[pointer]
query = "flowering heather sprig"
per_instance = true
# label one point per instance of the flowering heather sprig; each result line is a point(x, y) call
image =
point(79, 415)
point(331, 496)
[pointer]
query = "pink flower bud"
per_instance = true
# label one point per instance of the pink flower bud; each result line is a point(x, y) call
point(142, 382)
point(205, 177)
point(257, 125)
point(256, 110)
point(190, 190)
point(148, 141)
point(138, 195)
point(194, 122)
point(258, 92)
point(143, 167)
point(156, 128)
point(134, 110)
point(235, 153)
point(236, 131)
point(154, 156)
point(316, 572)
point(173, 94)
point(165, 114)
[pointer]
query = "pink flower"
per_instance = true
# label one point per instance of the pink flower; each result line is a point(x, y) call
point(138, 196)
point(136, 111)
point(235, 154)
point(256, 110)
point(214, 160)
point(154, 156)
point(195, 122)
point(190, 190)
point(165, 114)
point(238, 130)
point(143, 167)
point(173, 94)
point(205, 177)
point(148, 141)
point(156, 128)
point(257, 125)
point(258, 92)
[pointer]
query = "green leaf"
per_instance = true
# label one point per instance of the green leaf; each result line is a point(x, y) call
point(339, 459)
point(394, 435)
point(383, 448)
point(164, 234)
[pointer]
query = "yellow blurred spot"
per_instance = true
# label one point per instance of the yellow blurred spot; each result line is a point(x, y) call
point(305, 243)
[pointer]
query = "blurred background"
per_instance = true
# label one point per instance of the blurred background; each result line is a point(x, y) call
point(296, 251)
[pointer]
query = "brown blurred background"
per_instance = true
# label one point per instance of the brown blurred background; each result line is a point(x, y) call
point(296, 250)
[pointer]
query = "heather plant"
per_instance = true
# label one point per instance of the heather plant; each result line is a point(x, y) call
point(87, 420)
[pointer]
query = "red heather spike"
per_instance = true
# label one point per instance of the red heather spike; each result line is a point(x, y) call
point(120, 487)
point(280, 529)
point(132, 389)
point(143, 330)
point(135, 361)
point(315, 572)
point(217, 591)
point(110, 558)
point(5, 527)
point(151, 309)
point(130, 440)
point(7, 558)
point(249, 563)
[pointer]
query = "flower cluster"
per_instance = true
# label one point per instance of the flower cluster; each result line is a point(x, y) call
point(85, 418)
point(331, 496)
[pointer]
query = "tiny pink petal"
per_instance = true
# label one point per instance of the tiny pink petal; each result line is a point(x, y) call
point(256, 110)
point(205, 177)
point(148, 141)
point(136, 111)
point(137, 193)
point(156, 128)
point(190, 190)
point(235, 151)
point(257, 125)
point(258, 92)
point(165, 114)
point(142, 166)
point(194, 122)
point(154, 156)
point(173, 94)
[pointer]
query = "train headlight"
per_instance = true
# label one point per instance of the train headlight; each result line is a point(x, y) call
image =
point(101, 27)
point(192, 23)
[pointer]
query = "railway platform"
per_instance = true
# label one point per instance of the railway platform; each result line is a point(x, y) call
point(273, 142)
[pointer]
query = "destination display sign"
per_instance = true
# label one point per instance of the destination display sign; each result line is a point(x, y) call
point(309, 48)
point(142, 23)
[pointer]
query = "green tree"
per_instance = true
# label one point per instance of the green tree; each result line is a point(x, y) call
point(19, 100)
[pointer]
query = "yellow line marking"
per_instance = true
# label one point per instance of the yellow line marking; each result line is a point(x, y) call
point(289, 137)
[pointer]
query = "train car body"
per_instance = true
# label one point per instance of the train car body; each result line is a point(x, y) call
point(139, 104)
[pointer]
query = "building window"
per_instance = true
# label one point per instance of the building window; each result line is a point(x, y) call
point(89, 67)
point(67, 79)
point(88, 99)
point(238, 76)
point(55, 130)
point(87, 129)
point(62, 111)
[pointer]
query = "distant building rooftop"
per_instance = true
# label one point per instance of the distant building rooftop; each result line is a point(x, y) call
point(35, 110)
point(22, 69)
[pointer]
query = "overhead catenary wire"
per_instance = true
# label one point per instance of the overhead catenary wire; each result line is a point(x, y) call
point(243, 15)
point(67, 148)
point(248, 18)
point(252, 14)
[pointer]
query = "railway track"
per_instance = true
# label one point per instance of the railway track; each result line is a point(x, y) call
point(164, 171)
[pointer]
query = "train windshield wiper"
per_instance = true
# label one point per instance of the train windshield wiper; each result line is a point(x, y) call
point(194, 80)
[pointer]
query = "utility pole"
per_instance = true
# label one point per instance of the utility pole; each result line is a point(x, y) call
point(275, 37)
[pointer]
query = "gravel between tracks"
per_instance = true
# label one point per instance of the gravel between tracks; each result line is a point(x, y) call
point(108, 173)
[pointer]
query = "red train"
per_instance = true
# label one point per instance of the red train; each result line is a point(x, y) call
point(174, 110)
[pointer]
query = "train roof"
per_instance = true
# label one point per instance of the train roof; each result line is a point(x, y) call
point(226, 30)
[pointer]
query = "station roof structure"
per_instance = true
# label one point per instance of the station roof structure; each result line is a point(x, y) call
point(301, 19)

§ What to produce
Return the whole listing above line for line, unchanged.

§ Task response
[pointer]
query = "flowering heather sprig"
per_instance = true
# label one point per instance of the flowering heather sprig; each result line is a point(x, y) call
image =
point(79, 415)
point(331, 496)
[pointer]
query = "pink flower bud"
per_instance = true
# label one point per instance of the pink flower bud; each result line is a point(x, y) call
point(142, 382)
point(205, 177)
point(257, 125)
point(256, 110)
point(190, 190)
point(148, 141)
point(138, 195)
point(194, 122)
point(258, 92)
point(143, 167)
point(156, 128)
point(134, 110)
point(235, 153)
point(236, 131)
point(154, 156)
point(316, 572)
point(173, 94)
point(165, 114)
[pointer]
query = "pink flower"
per_instance = true
# label one point per instance of the pink flower; each result line is a point(x, y) call
point(138, 196)
point(136, 111)
point(235, 154)
point(256, 110)
point(214, 160)
point(154, 156)
point(195, 122)
point(190, 190)
point(165, 114)
point(238, 130)
point(143, 167)
point(173, 94)
point(205, 177)
point(148, 141)
point(156, 128)
point(257, 125)
point(258, 92)
[pointer]
query = "green leaf"
per_instance = true
# label one point per instance of the green leaf; each result line is a point(x, y) call
point(339, 459)
point(394, 435)
point(383, 448)
point(164, 234)
[pointer]
query = "yellow blurred spot"
per_instance = true
# label one point per instance of the yellow blurred spot; each result line is a point(x, y) call
point(305, 243)
[pointer]
query = "blurred background"
per_instance = true
# label one point per instance of the blurred background; each result line is a point(x, y) call
point(296, 251)
[pointer]
query = "brown blurred background"
per_instance = true
# label one point per instance of the brown blurred background; each result line is a point(x, y) call
point(296, 250)
[pointer]
query = "heather plant"
per_instance = true
# label one point per instance of the heather plant; each result line is a point(x, y) call
point(87, 420)
[pointer]
query = "red heather spike"
per_instance = true
# label one point per instance of the red heather spike; each result line is a point(x, y) call
point(120, 487)
point(280, 529)
point(132, 389)
point(143, 330)
point(135, 361)
point(315, 572)
point(217, 591)
point(110, 558)
point(5, 527)
point(151, 309)
point(130, 440)
point(7, 558)
point(249, 563)
[pointer]
query = "flower cluster"
per_instance = true
# label one point per instance of the flower cluster; each result line is a point(x, y) call
point(85, 418)
point(331, 496)
[pointer]
query = "tiny pink petal"
per_instance = true
# label one point per instance of the tiny pink petal; each result line is a point(x, y) call
point(256, 110)
point(205, 177)
point(148, 141)
point(136, 111)
point(137, 193)
point(156, 128)
point(190, 190)
point(235, 151)
point(257, 125)
point(258, 92)
point(165, 114)
point(142, 166)
point(194, 122)
point(154, 156)
point(173, 94)
[pointer]
query = "train headlight"
per_instance = true
# label one point per instance of the train headlight; each result line is a point(x, y) call
image =
point(101, 27)
point(192, 23)
[pointer]
query = "railway platform"
per_instance = true
# label one point per instance of the railway platform; each result line is a point(x, y) call
point(273, 142)
[pointer]
query = "destination display sign"
per_instance = true
# label one point per instance of the destination display sign; each result line is a point(x, y) call
point(309, 48)
point(142, 23)
[pointer]
query = "green tree"
per_instance = true
# label one point per instance of the green tree; each result line is a point(x, y) call
point(19, 100)
[pointer]
query = "yellow line marking"
per_instance = true
# label one point per instance of the yellow line marking; each result line is a point(x, y) call
point(289, 137)
[pointer]
query = "train car body"
per_instance = true
# label one point per instance of the train car body; each result line is a point(x, y) call
point(139, 104)
[pointer]
query = "building window"
per_instance = true
# label one point per instance of the building window; each result line is a point(x, y) call
point(89, 67)
point(67, 79)
point(88, 99)
point(238, 76)
point(55, 130)
point(87, 129)
point(62, 111)
[pointer]
query = "distant building rooftop"
per_instance = true
# label one point per instance of the distant building rooftop; each result line is a point(x, y) call
point(35, 110)
point(22, 69)
[pointer]
query = "overhead catenary wire"
per_instance = true
# label one point per instance of the overhead catenary wire; each result line is a point(x, y) call
point(243, 15)
point(67, 148)
point(248, 18)
point(252, 14)
[pointer]
query = "railway track"
per_instance = true
# label one point per instance of the railway track; each result line is a point(x, y) call
point(164, 171)
[pointer]
query = "train windshield wiper"
per_instance = true
# label one point per instance of the train windshield wiper; each result line is a point(x, y) call
point(194, 80)
[pointer]
query = "utility pole"
per_instance = true
# label one point per instance of the utility pole; each result line is a point(x, y) call
point(275, 37)
[pointer]
query = "gravel between tracks"
per_instance = true
# label one point per instance of the gravel between tracks; each result line is a point(x, y) call
point(108, 173)
[pointer]
query = "red train"
per_instance = true
# label one point per instance of the red train; each result line is a point(x, y) call
point(174, 110)
[pointer]
query = "train roof"
per_instance = true
# label one point per instance of the train roof; each result line is a point(x, y) call
point(226, 30)
[pointer]
query = "station roof structure"
per_instance = true
# label one point per instance of the station roof structure; each result line is a point(x, y) call
point(301, 19)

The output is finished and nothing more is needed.